▶ _DOCUMENT SECTION_
━━━━━━━━━━━━━━━━━━━━
# Tivo Subscription



## elrothir (Dec 12, 2004)

I've been a long-time Tivo fan and, as such, have tried to talk several friends into getting a Tivo. Unfortunately, I haven't been able to convert a single one of them. The hold-up for all of them has been that they don't want to commit to a monthly fee for something they don't really know if they'll use that much. Now, we all know that once you try Tivo, you'll love it, but getting over that hump appears to be a major obstacle. I think it would help if Tivo would consider changing their subscription model.

It seems that Tivo's subscription model is based on cell phone plans. Tivo is providing a service, so you have to pay for it. And, to get people to buy, you offer the hardware up front for free, but lock them into a monthly subscription. It seems to me, and the friends I've tried to convert, that Tivo would do better to offer the guide data as a premium service instead of all-or-nothing. Why not make the Tivo be able to act as a VCR like the old S1 could do. Have people pay for the Tivo up front($200-$300) and give them one or two months of the premium service for free. Once they see how nice the guide data and other stuff is, when their trial period ends and they have to go back to manual recording, they'll be hooked and will understand what it's all about and will gladly pay the monthly subscription?

The people I've talked with said that they don't like that they can't use it as a dumb VCR if they didn't want the service. So, this seems like it could hook more people in. Just a thought.


----------



## LightMike (Mar 10, 2006)

I totally agree with you! TiVo needs to give people a more fair trial period. The All-or-nothing is really getting to me, because my brother and sister were VERY interested in buying TiVos because they heard about all the features from me and were amazed. The only reason they said no is because TiVo quit the Lifetime Membership plan.

I can understand how TiVo needs more revenue, but let's face it TiVo...without your customers you have nothing!

I believe that they should have two packages like this:

1) "Basic Lifetime Membership" ($300 Lifetime)
- Includes: Ulimited Recording of Shows, Minor basic feature (TV Guide, etc), Limited Season Passes, Limited TiVo-To-Go Recording Downloads to computer

2) "Premium Lifetime Membership" ($300 Lifetime / To unlock ALL features add $5 per month)
- Includes: Unlimited Recording of shows, TiVo-To-Go Unlocked, etc
*Offering the Premium Membership for only $5 / month will make the customer think like $5 is nothing & before you know it TiVo will gain the extra money they are looking for. Though before the purchase of any of service all feature are very limited. Let them use all of the features but limit how many recordings they can record....just enough for them to get aware of how to use TiVo while viewing all of the many features.
━━━━━━━━━━━━━━━━━━━━
▶ _LIST OF TASKS_
A) Translate this sentence from the TiVo subscription thread into Spanish: "I think it would help if Tivo would consider changing their subscription model."
B) Pick up the TiVo subscription thread right after its final sentence and keep writing.

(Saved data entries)
━━━━━━━━━━━━━━━━━━━━
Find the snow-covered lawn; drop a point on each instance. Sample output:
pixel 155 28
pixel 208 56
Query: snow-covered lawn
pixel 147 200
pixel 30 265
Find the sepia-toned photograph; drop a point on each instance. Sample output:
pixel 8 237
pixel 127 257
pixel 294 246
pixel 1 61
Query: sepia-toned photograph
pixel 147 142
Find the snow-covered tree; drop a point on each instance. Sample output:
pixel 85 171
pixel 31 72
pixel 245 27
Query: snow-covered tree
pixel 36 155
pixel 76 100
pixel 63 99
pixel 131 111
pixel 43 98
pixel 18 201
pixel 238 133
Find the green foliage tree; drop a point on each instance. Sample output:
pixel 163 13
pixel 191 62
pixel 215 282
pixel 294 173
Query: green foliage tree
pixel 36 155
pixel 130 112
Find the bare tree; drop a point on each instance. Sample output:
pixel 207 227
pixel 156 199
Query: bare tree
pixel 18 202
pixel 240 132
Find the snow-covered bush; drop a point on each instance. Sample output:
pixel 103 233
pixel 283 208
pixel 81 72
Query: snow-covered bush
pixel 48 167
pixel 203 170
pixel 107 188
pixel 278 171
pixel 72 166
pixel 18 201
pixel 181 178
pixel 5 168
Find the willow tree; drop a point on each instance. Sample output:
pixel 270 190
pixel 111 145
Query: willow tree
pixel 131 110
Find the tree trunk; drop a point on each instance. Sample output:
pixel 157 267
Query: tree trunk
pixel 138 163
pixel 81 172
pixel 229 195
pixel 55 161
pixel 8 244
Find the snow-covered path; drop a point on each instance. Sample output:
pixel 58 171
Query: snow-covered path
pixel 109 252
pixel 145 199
━━━━━━━━━━━━━━━━━━━━
▶ _ANSWERS FOR THE EXERCISE_
A) Creo que ayudaría si Tivo considerara cambiar su modelo de suscripción.

B)
3) "Monthly Service"

There has been a lot of negative remarks about TiVo after the canceling of Lifetime Membership and the new Kid Zone feature when we were expecting simple features for a long time now. Tivo needs to understand that they need to be rolling out those new features at a faster rate and get back in the competition. They had a huge start over the other DVR companies out there today.


----------



## replaytv (Feb 21, 2011)

"The people I've talked with said that they don't like that they can't use it as a dumb VCR if they didn't want the service."
U can use a Tivo as a dumb VCR as long as it had service and wasn't connected to Tivo after the contract ended and it doesn't have the latest software. If U want someone to try Tivo, loan them one of your lifetime Tivos to use for a little bit. Set it up to record their shows for them.


----------



## videobruce (Nov 30, 2012)

> It seems that Tivo's subscription model is based on cell phone plans. Tivo is providing a service, so you have to pay for it. And, to get people to buy, you offer the hardware up front for free, but lock them into a monthly subscription. It seems to me, and the friends I've tried to convert, that Tivo would do better to offer the guide data as a premium service instead of all-or-nothing. Why not make the Tivo be able to act as a VCR like the old S1 could do.


Their business model is the equivalent to GM forcing you to subscribe to OnStar if you wanted to drive your car further than the street you live on.


----------



## Arcady (Oct 14, 2004)

No, it's like buying a car and having to pay to put gas in it.


----------



## videobruce (Nov 30, 2012)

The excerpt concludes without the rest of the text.